-- BEGIN Information shown --

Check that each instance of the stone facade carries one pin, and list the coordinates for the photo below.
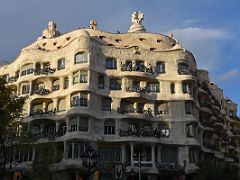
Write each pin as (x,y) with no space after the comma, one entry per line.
(126,94)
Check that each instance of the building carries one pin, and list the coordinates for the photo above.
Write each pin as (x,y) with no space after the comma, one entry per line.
(126,94)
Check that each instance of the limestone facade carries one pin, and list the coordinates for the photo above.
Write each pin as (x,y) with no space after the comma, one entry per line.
(125,94)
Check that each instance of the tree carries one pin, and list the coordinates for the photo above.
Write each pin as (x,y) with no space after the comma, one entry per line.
(10,113)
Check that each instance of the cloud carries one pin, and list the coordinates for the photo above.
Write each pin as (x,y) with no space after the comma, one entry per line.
(228,75)
(206,44)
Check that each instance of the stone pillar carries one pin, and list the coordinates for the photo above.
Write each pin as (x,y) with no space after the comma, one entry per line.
(124,86)
(64,150)
(33,156)
(57,126)
(73,144)
(153,155)
(123,149)
(132,149)
(61,82)
(183,155)
(77,175)
(70,80)
(41,128)
(159,154)
(55,103)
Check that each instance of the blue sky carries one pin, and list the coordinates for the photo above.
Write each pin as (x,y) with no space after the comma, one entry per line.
(208,28)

-- END Information shown --

### Requirements
Set the entries down again exactly. Do not include the images.

### Answer below
Check that each instance of the stone facade carries one pin, and list the coordinates for the photo below.
Write each pin as (x,y) with no space after the comma, one entry per line.
(126,94)
Check that each instance of the building carries one pin, and list the coordinates for the photo above.
Write each pin as (x,y) with no space after the comma, one entry per line.
(126,94)
Check that each instance of the limestone facade carries one pin, and list the coordinates for the photo above.
Write each pin as (x,y) with no space after the comma, one entry per line.
(125,94)
Check that each instance of the tree carries one pin, and list the coordinates for the photo above.
Write each pin as (x,y) with no space after the comma, one entry per line.
(10,113)
Check that each instance of the cloud carries one pin, and list the coordinates for the photo above.
Write each pin as (x,y) with no space after the comma, one entry per line.
(228,75)
(206,44)
Check that each instance of the stone pillar carries one pin, and list the coordinates for the photo above.
Write each pin as (x,y) with no space after the comma, one entry per line.
(124,86)
(64,150)
(33,156)
(57,126)
(73,144)
(153,155)
(123,149)
(132,149)
(61,82)
(183,155)
(77,175)
(70,80)
(41,128)
(159,154)
(55,103)
Check that each instance of the blue sky carries one pin, and list the coordinates for the photo above.
Write each pin as (x,y) with no space after the comma, one entry per line.
(208,28)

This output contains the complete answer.